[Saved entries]

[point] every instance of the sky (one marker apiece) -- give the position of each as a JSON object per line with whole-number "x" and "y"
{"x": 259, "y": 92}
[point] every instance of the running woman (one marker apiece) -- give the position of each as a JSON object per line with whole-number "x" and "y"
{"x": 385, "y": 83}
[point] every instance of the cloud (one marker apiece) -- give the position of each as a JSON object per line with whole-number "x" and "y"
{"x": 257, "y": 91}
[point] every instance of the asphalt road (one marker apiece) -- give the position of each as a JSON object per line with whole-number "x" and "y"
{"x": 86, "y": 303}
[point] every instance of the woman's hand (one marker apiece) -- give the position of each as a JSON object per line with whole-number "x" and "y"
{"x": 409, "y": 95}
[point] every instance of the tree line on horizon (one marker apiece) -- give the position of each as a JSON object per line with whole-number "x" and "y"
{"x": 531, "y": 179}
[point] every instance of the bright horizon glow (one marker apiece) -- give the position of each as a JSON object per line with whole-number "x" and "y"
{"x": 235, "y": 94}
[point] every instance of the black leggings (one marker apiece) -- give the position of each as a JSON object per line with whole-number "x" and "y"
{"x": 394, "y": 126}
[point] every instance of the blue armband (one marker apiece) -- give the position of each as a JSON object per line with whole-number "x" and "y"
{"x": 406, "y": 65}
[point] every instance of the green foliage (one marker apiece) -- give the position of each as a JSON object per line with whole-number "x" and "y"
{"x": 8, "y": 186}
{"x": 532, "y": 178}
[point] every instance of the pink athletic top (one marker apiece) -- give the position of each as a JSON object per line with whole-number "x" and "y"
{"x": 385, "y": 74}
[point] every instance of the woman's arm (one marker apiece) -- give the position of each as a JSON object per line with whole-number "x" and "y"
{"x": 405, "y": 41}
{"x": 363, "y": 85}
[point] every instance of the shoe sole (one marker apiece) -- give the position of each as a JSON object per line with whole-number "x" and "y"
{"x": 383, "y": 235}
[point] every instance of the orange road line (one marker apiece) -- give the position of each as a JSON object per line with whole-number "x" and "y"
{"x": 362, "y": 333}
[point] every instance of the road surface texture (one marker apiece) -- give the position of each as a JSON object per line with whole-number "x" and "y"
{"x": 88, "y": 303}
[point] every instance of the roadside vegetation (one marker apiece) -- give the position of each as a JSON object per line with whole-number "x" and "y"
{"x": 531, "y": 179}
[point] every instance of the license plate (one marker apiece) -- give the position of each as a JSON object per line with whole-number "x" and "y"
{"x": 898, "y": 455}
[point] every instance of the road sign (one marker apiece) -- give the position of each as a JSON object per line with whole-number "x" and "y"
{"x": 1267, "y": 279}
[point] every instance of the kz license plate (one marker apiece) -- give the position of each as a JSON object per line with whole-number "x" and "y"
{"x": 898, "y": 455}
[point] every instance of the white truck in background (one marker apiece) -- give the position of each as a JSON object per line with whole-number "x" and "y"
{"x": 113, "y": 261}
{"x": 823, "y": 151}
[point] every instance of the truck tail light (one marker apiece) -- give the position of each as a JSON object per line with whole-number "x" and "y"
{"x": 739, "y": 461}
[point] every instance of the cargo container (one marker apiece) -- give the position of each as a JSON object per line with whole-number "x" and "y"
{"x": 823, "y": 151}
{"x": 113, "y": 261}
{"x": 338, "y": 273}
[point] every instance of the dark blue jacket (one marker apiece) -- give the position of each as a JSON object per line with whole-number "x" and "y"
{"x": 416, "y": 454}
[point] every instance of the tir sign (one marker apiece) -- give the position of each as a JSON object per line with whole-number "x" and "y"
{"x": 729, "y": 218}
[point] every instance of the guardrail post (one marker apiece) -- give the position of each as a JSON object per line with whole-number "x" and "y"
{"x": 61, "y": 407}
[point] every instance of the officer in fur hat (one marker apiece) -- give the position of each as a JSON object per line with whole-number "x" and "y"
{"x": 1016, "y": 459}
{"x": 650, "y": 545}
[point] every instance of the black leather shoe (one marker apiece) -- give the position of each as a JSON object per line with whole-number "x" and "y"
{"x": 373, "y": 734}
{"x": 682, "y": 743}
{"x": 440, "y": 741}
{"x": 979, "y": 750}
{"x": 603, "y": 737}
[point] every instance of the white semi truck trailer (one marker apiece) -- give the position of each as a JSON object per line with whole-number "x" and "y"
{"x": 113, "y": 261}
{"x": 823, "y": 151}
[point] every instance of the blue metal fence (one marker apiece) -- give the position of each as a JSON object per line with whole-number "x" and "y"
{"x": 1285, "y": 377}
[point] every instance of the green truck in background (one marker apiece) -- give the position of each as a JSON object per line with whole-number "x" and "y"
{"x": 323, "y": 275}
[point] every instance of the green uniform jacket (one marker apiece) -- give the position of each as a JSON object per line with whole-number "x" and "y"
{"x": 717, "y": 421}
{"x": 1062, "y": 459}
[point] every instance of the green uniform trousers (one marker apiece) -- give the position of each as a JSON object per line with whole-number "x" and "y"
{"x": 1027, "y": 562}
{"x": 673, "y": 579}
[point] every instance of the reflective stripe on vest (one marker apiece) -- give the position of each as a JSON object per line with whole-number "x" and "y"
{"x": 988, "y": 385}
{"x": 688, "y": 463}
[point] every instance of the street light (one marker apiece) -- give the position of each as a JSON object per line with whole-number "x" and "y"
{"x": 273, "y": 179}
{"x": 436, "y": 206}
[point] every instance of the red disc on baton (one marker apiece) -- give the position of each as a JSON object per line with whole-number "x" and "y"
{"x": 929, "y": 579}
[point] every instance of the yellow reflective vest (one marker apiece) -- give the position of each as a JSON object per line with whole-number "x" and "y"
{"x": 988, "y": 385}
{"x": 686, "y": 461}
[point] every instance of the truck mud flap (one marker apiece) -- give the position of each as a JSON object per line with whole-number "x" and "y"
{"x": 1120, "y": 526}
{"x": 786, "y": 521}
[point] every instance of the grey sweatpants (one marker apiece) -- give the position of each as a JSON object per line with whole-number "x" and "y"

◆ **What you are asked to do**:
Could you transcribe all of the entries exactly, leaving nothing out?

◆ **Solved exercise**:
[point] every instance of the sky (one marker apiece) -- give the position of each as a JSON object per line with whole-number "x" and "y"
{"x": 259, "y": 92}
[point] every instance of the running woman (one marker apiece) -- give the position of each as a JSON object per line with whole-number "x" and "y"
{"x": 385, "y": 83}
[point] every instance of the cloud (one marker apiece) -- give the position of each as a JSON object per line with whole-number "x" and "y"
{"x": 257, "y": 91}
[point] every instance of the asphalt road (one marker apiece) -- give the position of each as a JSON object per line with whole-number "x" and "y"
{"x": 86, "y": 303}
[point] every instance of the woman's hand (one marker apiece) -- give the position of each as a JSON object per line with whole-number "x" and "y"
{"x": 409, "y": 95}
[point] every instance of the tree line on horizon (one marker apiece) -- give the position of each as a JSON object per line with whole-number "x" and "y"
{"x": 531, "y": 179}
[point] every instance of the bright horizon glow (one marker apiece) -- give the position of each as a JSON object per line with whole-number "x" and "y"
{"x": 235, "y": 94}
[point] every instance of the black leggings (one marker apiece) -- give the position of each as a JSON object per line with whole-number "x" and "y"
{"x": 394, "y": 126}
[point] every instance of the blue armband (one marker apiece) -- give the position of each as a JSON object per line with whole-number "x" and "y"
{"x": 406, "y": 65}
[point] every instance of the green foliage (one marker apiece) -- give the position of each as a JSON object per line with whole-number "x" and "y"
{"x": 8, "y": 186}
{"x": 532, "y": 178}
[point] every instance of the pink athletic top (one marker apiece) -- give the position of each as a JSON object per line with whole-number "x" and "y"
{"x": 385, "y": 74}
[point] every instance of the woman's arm (one marker apiece) -- give the position of each as a JSON object per line with whole-number "x" and "y"
{"x": 405, "y": 41}
{"x": 363, "y": 85}
[point] every instance of the shoe sole (one marker apiece) -- give the position of each as a JSON object per line with whole-number "x" and "y"
{"x": 383, "y": 235}
[point] every instance of the orange road line (one marker apiece) -- give the position of each as a JSON object per line with whole-number "x" and "y"
{"x": 362, "y": 333}
[point] every instance of the road surface texture (one marker apiece) -- give the position of each as a JSON object per line with whole-number "x" and "y"
{"x": 88, "y": 303}
[point] every instance of the roadside vegetation (one marker apiece) -- give the position of each as a JSON object per line with whole-number "x" and "y"
{"x": 531, "y": 179}
[point] every instance of the license plate (one marker apiece) -- give the position of each as a JSON object per line with whole-number "x" and "y"
{"x": 898, "y": 455}
[point] every instance of the road sign (one marker apiece) -- give the position of each as a JSON object per line with whole-number "x" and "y"
{"x": 1267, "y": 279}
[point] every instance of the kz license plate (one marker apiece) -- give the position of each as a JSON object per line with whole-number "x" and "y"
{"x": 898, "y": 455}
[point] every instance of the white truck in background (one marker apiece) -- give the position of each as a JSON object per line with whole-number "x" and "y"
{"x": 113, "y": 261}
{"x": 823, "y": 151}
[point] every instance of the truck tail light (one marker apiece) -- give the position of each as a JSON object per line with whole-number "x" and "y"
{"x": 739, "y": 461}
[point] every instance of the cargo container (one marker apiece) -- give the position of each as a JSON object per line with whole-number "x" and "y"
{"x": 823, "y": 151}
{"x": 113, "y": 261}
{"x": 338, "y": 273}
[point] every instance of the dark blue jacket (one marker apiece) -- give the position of each as a JSON object per line with whole-number "x" and "y"
{"x": 416, "y": 454}
[point] every instance of the tir sign (one marker apiece) -- give the position of each as a JSON object per line with whole-number "x" and "y"
{"x": 729, "y": 218}
[point] every instance of the guardrail post (one marker apiece) -- give the position of each as a JSON object per line with whole-number "x" and "y"
{"x": 61, "y": 407}
[point] every instance of the officer in fur hat (one marker apiece) -- give the position of each as a JSON object per line with whole-number "x" and "y"
{"x": 1016, "y": 459}
{"x": 650, "y": 545}
[point] every instance of the black leather shoe (one marker apiece) -- give the position of each as a JSON object per line with whole-number "x" and "y"
{"x": 373, "y": 734}
{"x": 682, "y": 743}
{"x": 440, "y": 741}
{"x": 979, "y": 750}
{"x": 603, "y": 737}
[point] every instance of the white semi truck trailer (one marker apiece) -- give the position of each as a JSON object per line with whole-number "x" and "y"
{"x": 113, "y": 261}
{"x": 823, "y": 151}
[point] every instance of the blue metal fence (one marker apiece) -- give the position of each as a JSON object per line with whole-number "x" and "y"
{"x": 1285, "y": 377}
[point] every instance of the green truck in background (one marker apiece) -- give the position of each as a JSON object per line with whole-number "x" and "y"
{"x": 323, "y": 275}
[point] every instance of the green uniform jacket (one marker apiece) -- give the position of each as a JSON object per line with whole-number "x" and "y"
{"x": 717, "y": 421}
{"x": 1062, "y": 459}
[point] every instance of the green uniform trousers (one marker apiece) -- give the position of each as a JSON object per line with whole-number "x" and "y"
{"x": 1027, "y": 562}
{"x": 673, "y": 579}
[point] every instance of the reflective stripe on vest (one marker apiece) -- give the position of each as a JSON object per line with whole-number "x" and "y"
{"x": 988, "y": 385}
{"x": 688, "y": 463}
[point] every instance of the street light (one marker apiece) -- give the position of each as a JSON object per line with whole-number "x" and "y"
{"x": 273, "y": 179}
{"x": 436, "y": 206}
[point] every instance of the red disc on baton (one marker apiece) -- give the position of each as a JSON object per line with whole-number "x" and "y"
{"x": 929, "y": 579}
[point] every instance of the yellow reflective vest (one marker apiece) -- give the position of each as a JSON object per line with whole-number "x" and "y"
{"x": 988, "y": 385}
{"x": 686, "y": 461}
[point] every instance of the truck mud flap (one marker apiece) -- give the position of each as a JSON object per line with whole-number "x" and "y"
{"x": 1120, "y": 526}
{"x": 786, "y": 521}
[point] every instance of the grey sweatpants (one marker apiece) -- give the position of each as a JSON object per line with whole-number "x" and "y"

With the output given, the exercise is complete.